Find each row containing the word "dark" with matching case, and copy those rows in full.

# Start of TASK DATA

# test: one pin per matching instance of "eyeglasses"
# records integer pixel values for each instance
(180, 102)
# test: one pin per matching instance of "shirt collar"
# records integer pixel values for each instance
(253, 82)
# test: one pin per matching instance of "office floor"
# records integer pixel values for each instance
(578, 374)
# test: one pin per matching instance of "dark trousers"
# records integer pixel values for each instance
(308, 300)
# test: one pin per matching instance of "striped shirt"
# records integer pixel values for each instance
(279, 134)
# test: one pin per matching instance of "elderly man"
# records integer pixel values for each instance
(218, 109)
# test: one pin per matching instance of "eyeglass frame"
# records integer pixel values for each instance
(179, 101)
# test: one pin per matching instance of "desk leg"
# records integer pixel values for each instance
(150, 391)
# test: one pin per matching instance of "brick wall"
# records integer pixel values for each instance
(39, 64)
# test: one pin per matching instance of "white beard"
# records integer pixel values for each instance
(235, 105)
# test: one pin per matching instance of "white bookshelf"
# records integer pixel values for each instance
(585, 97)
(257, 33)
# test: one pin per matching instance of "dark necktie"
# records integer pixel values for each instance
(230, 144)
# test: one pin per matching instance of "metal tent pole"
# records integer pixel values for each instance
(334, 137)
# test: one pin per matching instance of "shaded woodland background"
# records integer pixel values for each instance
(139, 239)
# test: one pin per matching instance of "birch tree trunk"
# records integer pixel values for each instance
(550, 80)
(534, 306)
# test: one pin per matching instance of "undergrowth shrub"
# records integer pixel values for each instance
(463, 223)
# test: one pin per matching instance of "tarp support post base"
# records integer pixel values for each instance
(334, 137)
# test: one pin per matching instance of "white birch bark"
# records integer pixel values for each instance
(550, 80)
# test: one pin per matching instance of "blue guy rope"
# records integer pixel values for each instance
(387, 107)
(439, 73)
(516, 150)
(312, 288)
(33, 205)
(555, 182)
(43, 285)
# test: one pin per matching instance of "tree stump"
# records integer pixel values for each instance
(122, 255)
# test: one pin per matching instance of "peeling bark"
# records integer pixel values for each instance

# End of TASK DATA

**RESULT**
# test: one pin per matching instance of "dark trousers"
# test: one pin per matching instance of "dark necktie"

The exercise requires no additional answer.